- [Instructions to follow]:
Count the lines in the records below that contain the string "rock", and reply with only that number.

--- Start Record excerpts ---

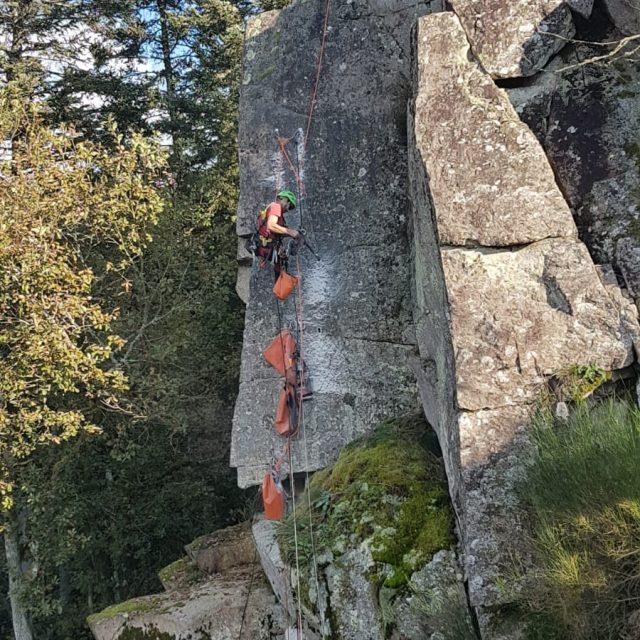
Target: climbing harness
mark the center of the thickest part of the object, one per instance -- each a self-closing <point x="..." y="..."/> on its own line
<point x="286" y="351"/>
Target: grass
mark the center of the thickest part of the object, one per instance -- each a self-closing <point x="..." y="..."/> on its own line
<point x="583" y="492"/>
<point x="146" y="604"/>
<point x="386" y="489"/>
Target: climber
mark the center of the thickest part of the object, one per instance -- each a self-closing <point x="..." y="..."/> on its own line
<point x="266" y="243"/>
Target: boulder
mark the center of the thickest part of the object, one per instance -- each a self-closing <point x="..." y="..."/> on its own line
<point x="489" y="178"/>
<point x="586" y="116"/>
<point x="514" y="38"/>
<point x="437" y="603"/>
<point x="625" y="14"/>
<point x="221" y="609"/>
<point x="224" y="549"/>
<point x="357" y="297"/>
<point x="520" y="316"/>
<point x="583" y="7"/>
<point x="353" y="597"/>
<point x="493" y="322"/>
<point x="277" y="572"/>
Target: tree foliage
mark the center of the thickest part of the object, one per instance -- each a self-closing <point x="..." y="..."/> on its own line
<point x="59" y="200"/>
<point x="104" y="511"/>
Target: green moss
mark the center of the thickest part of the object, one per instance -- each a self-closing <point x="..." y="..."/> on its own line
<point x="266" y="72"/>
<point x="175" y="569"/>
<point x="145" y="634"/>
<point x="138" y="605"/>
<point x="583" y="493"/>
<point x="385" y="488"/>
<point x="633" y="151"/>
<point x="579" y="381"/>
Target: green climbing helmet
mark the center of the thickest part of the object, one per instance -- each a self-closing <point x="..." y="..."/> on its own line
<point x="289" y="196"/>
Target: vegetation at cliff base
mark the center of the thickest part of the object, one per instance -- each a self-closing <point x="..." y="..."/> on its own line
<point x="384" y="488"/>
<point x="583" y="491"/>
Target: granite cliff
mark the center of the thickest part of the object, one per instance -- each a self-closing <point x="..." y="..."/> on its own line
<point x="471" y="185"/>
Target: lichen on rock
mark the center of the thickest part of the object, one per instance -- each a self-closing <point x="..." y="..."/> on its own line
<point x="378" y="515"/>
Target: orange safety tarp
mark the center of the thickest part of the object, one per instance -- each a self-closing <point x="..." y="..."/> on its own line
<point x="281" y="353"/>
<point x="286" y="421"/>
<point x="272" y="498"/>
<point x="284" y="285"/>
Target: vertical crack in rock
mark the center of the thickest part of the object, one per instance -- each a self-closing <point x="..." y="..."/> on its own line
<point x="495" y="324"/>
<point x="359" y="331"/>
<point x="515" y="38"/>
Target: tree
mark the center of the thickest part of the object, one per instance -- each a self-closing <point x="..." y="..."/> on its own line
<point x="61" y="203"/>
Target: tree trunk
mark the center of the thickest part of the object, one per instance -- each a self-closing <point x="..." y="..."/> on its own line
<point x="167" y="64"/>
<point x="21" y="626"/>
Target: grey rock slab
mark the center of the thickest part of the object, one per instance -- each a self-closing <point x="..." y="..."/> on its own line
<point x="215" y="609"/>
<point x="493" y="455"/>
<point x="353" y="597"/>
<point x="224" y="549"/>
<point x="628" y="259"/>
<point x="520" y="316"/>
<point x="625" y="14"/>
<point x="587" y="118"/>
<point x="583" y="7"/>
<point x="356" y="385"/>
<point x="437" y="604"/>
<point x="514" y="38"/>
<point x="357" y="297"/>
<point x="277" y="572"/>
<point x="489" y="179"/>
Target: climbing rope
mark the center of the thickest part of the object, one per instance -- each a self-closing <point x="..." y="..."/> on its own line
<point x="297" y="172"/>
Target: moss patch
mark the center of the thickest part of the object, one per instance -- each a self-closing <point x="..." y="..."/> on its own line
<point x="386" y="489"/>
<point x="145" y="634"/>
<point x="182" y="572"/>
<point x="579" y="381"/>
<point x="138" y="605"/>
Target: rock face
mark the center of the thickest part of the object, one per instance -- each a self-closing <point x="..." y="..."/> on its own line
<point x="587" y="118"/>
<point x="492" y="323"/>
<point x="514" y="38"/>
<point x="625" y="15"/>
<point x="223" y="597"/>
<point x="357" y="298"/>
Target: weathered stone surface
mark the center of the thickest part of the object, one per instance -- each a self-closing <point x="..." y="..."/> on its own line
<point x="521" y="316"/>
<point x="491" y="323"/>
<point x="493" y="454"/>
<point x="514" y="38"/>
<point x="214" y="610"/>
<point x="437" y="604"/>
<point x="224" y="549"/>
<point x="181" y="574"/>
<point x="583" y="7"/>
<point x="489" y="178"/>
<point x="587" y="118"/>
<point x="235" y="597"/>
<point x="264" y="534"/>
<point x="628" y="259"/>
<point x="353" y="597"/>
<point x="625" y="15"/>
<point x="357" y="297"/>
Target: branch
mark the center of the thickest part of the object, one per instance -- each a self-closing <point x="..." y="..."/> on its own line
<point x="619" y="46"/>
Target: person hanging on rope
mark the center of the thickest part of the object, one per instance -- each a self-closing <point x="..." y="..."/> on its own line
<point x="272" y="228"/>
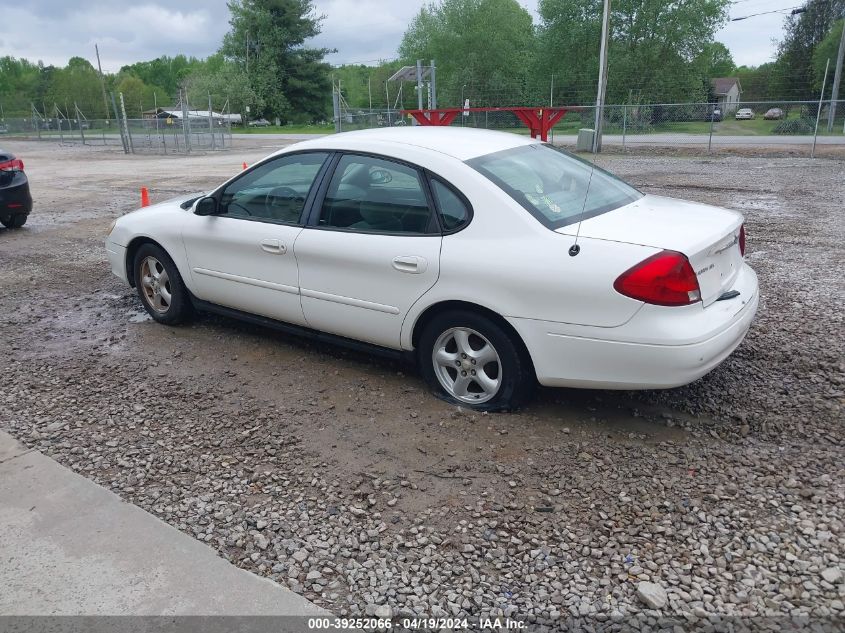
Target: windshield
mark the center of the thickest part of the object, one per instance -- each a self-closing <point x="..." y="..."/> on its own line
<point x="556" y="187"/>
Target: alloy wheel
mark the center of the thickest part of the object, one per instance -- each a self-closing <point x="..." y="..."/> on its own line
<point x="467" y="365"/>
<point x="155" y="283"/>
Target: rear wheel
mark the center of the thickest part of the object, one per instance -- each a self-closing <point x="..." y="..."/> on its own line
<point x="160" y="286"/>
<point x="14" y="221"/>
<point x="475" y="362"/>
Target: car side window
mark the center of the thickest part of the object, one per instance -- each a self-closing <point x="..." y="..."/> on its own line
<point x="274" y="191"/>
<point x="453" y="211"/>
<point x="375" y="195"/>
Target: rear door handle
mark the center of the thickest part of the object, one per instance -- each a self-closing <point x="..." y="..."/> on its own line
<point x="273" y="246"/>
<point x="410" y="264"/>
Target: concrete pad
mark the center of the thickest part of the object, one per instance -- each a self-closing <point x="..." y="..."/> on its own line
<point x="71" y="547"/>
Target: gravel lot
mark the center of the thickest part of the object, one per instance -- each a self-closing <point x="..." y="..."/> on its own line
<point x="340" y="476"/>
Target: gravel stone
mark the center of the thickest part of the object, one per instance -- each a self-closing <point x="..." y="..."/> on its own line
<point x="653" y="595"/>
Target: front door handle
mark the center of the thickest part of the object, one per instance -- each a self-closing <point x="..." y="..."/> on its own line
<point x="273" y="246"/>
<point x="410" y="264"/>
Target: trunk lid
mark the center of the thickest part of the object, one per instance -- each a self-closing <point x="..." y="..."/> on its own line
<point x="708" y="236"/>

--- End Record excerpts ---
--- Start Record excerpts ---

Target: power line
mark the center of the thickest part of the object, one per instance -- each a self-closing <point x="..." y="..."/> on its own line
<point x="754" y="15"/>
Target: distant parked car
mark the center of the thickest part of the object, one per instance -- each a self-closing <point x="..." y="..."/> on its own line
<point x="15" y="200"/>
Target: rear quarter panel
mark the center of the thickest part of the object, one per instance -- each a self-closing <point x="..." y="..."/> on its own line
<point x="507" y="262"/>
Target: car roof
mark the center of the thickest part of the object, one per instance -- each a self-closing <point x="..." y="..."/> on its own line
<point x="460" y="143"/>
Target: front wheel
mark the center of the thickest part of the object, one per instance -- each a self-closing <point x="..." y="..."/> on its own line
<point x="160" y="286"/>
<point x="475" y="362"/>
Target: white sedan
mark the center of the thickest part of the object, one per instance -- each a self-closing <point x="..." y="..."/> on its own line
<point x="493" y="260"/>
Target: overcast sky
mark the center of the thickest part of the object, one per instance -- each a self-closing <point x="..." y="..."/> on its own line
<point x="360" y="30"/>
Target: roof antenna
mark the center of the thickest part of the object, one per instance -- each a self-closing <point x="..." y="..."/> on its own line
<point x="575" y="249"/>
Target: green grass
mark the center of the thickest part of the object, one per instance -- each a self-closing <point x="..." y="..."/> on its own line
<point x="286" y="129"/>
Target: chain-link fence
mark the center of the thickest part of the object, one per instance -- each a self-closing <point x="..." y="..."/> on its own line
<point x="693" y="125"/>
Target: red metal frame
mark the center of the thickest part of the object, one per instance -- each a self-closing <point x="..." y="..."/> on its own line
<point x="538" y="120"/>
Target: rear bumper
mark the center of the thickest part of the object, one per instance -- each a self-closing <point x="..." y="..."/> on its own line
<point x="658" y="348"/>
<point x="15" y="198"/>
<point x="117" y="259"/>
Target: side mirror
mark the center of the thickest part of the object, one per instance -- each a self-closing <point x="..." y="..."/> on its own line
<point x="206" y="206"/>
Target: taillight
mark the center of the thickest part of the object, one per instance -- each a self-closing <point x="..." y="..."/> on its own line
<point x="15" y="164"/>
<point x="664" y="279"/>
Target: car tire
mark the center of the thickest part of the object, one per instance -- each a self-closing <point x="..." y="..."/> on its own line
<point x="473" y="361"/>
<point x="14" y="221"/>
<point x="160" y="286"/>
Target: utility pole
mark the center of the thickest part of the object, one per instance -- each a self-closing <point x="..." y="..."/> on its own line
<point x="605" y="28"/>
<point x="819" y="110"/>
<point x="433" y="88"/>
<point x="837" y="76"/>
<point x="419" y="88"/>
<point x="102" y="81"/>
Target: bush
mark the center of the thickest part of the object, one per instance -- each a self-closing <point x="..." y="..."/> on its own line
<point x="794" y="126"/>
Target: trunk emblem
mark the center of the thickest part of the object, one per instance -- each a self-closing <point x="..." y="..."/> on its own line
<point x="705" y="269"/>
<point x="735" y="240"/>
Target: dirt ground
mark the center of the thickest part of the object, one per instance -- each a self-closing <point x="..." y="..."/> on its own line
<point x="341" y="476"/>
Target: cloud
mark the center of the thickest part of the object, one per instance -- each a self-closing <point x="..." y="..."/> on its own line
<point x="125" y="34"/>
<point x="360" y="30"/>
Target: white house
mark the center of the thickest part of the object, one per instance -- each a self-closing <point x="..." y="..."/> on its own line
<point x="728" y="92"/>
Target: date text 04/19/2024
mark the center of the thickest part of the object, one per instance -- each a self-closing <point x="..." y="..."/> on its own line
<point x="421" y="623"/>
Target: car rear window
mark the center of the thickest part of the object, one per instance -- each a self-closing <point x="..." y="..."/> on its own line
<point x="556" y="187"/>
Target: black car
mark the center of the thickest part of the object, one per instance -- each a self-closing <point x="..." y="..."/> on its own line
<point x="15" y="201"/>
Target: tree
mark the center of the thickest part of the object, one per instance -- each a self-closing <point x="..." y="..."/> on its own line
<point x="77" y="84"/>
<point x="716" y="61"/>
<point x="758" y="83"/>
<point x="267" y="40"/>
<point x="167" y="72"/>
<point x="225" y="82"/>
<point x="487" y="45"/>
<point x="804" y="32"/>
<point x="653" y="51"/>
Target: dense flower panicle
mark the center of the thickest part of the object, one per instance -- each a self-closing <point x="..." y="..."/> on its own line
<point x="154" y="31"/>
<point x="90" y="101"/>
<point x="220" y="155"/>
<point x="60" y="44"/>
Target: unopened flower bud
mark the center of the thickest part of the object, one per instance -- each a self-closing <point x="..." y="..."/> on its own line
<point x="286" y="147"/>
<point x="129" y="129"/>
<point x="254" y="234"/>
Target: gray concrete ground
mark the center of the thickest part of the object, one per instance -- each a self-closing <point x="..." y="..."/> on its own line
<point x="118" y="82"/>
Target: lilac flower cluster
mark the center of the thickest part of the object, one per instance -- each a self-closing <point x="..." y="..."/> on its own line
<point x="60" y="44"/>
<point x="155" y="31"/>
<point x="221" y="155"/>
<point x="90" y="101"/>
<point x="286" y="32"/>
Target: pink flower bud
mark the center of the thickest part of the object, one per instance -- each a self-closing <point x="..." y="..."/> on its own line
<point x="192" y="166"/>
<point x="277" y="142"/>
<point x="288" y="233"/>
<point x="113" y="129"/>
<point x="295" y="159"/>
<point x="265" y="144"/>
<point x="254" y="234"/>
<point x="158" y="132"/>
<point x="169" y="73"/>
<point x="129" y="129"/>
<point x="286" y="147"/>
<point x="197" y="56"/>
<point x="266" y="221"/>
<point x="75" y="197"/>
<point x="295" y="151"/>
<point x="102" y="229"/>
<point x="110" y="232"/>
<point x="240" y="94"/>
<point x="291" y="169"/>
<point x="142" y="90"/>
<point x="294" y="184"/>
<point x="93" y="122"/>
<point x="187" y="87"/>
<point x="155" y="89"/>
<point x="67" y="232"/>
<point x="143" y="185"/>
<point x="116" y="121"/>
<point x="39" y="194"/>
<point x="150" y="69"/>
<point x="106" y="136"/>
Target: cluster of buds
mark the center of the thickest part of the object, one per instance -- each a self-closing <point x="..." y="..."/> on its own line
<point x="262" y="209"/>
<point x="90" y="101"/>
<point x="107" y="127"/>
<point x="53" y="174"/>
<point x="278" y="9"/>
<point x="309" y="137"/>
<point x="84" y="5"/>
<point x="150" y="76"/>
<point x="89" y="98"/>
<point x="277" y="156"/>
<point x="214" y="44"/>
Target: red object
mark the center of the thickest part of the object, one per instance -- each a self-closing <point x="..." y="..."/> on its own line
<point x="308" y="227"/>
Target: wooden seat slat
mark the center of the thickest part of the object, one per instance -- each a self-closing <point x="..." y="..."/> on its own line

--- End Record excerpts ---
--- Start Record excerpts ---

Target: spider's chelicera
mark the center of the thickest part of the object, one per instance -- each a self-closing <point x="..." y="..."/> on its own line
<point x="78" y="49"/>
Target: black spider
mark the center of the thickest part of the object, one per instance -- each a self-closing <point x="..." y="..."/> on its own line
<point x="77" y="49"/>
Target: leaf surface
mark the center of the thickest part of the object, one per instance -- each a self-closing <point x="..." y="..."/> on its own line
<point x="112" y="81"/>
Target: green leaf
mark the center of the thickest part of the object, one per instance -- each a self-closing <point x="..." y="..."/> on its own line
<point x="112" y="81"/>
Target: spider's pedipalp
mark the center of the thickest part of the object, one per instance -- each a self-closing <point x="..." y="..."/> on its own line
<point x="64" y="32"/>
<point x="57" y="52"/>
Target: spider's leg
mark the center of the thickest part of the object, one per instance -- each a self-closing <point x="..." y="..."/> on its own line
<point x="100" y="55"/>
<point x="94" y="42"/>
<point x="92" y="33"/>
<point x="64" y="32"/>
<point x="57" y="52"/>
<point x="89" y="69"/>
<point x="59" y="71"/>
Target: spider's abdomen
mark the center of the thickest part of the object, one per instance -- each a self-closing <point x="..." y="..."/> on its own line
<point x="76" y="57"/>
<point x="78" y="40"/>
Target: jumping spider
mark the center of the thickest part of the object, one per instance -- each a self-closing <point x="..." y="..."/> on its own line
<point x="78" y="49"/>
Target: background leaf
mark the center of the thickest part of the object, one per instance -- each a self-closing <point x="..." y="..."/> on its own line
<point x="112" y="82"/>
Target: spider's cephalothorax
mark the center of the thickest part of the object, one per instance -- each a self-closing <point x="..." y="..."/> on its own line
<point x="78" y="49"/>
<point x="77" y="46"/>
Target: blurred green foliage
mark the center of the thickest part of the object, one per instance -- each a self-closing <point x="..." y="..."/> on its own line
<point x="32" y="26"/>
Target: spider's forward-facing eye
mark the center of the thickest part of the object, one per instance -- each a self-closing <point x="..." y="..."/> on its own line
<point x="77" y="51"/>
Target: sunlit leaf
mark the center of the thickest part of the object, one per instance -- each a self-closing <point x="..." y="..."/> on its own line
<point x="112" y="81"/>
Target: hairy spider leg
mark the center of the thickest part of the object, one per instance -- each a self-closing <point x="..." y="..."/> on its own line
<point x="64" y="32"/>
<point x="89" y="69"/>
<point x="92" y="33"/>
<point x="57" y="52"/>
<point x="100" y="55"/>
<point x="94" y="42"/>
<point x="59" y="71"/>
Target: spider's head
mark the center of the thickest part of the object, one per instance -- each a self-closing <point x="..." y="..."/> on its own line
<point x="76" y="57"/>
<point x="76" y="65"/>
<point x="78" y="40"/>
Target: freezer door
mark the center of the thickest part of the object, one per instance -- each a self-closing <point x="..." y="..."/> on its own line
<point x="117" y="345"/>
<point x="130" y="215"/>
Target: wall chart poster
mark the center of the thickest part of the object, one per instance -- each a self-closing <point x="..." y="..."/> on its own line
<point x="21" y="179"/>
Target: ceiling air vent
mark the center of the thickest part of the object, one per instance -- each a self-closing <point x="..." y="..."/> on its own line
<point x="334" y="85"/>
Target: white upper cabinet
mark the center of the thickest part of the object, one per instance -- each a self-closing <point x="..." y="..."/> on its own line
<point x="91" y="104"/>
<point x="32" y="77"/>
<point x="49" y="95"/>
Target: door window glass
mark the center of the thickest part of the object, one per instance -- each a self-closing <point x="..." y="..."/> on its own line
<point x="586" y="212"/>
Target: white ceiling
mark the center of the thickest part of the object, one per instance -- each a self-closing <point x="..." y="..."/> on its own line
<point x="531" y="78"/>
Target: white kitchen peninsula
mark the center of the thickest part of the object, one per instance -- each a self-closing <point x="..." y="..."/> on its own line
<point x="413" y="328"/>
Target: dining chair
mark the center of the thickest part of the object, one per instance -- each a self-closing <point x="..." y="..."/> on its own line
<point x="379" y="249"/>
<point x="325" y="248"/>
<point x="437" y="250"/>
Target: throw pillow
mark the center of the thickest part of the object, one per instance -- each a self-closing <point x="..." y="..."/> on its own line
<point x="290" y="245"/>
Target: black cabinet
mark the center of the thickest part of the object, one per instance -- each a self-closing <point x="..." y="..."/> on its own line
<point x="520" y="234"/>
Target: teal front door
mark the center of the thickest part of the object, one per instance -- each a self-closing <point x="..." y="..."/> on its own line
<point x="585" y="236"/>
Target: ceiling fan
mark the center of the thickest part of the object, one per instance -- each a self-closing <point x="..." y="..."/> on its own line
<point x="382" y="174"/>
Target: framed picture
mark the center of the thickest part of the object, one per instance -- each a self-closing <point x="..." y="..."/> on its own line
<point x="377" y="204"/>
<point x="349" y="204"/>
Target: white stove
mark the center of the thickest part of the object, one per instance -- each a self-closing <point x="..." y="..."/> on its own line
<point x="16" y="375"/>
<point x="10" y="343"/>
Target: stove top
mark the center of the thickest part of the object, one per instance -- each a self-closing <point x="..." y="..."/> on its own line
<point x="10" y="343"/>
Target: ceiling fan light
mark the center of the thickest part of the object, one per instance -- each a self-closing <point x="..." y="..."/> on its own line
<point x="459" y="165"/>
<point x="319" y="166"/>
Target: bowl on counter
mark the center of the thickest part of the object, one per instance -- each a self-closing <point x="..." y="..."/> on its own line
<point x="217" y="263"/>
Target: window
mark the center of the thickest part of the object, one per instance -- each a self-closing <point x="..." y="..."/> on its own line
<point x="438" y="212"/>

--- End Record excerpts ---

- [The answer]:
4